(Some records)

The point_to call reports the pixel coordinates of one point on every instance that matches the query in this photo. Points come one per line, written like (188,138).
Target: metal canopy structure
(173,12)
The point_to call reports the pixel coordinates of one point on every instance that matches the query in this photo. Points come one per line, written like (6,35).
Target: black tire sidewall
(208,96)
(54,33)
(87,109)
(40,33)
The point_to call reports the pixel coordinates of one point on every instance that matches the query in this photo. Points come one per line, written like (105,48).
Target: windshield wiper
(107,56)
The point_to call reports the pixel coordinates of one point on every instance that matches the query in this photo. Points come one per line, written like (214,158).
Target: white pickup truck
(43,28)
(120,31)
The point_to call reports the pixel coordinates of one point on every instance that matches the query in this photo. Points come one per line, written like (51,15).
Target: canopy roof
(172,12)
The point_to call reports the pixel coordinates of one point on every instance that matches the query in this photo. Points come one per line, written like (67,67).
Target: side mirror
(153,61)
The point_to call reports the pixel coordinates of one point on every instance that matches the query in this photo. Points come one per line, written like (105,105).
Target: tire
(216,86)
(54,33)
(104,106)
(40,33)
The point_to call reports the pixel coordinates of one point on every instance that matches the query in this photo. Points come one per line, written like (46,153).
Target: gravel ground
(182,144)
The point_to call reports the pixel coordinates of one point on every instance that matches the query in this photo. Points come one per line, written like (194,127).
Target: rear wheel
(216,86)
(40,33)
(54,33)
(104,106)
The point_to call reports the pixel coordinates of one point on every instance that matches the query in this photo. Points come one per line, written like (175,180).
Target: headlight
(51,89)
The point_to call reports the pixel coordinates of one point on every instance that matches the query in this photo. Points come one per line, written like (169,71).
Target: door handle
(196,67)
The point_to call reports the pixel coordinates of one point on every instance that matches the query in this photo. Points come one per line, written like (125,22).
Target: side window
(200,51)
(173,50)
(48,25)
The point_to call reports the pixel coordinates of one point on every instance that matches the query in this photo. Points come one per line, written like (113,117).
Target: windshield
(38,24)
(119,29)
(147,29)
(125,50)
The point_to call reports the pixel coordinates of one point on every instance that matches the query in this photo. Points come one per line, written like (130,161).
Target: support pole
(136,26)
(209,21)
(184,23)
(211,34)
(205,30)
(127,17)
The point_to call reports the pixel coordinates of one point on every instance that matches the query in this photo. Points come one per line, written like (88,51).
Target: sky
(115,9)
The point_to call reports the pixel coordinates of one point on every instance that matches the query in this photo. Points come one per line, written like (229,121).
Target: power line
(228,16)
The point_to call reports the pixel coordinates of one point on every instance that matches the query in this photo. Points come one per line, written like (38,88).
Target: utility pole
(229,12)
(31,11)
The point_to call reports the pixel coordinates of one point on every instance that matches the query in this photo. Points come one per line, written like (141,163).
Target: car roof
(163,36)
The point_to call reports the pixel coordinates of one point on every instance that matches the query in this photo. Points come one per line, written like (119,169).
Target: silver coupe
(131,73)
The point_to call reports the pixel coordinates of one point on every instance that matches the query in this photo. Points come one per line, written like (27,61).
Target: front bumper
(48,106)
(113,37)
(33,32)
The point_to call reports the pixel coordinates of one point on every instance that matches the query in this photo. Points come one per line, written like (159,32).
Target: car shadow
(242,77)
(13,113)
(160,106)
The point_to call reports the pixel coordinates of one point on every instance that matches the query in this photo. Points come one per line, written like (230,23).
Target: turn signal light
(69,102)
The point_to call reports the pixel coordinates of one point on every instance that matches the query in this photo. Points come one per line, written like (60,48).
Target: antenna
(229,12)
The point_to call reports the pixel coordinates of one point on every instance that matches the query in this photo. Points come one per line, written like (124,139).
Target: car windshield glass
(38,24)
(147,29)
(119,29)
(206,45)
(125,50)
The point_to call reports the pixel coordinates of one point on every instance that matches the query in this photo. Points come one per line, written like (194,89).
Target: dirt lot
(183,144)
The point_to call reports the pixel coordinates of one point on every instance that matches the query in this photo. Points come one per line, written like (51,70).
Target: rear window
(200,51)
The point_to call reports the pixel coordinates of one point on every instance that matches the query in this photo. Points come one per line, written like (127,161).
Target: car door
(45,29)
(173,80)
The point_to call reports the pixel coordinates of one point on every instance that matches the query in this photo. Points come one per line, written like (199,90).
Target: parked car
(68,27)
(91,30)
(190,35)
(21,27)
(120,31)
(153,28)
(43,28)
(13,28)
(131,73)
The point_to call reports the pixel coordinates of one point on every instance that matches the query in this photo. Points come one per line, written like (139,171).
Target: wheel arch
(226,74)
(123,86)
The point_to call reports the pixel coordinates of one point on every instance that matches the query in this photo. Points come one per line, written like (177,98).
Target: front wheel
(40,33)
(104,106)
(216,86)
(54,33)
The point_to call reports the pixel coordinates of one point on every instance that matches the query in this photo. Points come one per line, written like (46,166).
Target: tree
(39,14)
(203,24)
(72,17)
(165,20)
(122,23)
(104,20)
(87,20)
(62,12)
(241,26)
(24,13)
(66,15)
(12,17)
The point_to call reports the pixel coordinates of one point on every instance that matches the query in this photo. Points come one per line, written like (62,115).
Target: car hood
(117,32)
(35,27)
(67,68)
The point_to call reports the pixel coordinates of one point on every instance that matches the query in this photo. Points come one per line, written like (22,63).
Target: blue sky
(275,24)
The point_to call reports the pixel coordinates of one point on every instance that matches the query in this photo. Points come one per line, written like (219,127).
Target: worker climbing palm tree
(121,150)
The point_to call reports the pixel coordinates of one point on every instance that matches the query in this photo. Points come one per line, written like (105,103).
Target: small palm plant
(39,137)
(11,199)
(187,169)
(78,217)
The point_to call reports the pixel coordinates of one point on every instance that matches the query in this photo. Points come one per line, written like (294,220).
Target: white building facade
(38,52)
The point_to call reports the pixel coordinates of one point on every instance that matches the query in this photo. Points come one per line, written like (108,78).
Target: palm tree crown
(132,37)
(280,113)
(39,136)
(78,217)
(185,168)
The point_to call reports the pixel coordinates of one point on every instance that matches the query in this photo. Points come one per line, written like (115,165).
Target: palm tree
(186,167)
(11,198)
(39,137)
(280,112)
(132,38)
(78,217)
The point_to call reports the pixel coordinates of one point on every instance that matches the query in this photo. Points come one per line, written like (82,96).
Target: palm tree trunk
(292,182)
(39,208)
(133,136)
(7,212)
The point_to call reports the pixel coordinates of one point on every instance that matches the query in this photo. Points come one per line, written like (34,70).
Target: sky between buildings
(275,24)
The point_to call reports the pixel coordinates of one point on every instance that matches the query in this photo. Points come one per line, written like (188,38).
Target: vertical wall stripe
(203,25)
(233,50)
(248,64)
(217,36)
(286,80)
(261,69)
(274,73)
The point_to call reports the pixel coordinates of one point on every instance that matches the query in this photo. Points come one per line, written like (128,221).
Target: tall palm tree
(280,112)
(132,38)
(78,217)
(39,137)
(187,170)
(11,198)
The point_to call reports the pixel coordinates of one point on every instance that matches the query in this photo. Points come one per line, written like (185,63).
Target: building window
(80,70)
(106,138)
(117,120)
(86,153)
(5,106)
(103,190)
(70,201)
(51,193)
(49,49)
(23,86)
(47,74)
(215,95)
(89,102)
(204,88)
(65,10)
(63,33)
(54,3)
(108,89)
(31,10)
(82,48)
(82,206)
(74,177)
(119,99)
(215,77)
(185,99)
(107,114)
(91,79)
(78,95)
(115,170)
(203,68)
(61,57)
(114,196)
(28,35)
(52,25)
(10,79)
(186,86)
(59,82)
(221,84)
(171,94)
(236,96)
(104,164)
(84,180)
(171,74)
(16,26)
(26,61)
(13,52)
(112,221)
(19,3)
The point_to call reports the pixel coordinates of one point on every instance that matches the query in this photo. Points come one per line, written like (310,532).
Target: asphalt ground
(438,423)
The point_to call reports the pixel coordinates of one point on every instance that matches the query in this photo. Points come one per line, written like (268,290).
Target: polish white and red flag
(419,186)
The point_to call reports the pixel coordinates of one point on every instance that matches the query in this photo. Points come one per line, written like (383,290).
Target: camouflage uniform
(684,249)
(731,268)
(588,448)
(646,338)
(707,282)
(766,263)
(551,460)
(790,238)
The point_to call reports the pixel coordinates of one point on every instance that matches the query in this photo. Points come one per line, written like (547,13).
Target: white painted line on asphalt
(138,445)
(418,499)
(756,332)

- AIM OF THE EXERCISE -
Repeat only the lines running from the line that contains "written like (310,532)." through the last line above, inclusive.

- EXERCISE SOLUTION -
The point_to call reports the pixel coordinates of one point on every instance that matches the query in this photo. Points come one per line, written like (310,532).
Target: asphalt ground
(438,423)
The point_to call reports the pixel coordinates of one point on every instance that matches the query in this photo. Points come one per line, written like (268,290).
Target: polish white and red flag
(419,186)
The point_to call reports the pixel coordinates of one point on every instance that matches the query in this photo. Points come one per line, written like (383,290).
Target: camouflage uniform
(684,249)
(731,268)
(588,448)
(646,338)
(707,282)
(766,263)
(551,460)
(790,238)
The point_to call reports the pixel coordinates of one point on every instance that matches the query in this photo. Points come one per line, written like (547,13).
Target: white painted line on asphalt
(138,445)
(418,499)
(756,332)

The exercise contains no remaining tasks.